── Source records ──

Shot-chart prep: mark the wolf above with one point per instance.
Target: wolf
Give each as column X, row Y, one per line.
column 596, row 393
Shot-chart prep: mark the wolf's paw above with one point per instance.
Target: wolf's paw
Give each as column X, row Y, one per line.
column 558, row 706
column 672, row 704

───

* Problem to solve *
Copy out all the entries again, substituting "Subject" for each occurrence of "Target" and keeping everything else unchanged.

* Response *
Shot-chart prep: mark the wolf above with one point per instance.
Subject: wolf
Give each as column X, row Y, one per line.
column 596, row 393
Shot-chart prep: mark the wolf's paw above with one point per instance.
Subject: wolf's paw
Give each as column X, row Y, one per line.
column 558, row 706
column 672, row 704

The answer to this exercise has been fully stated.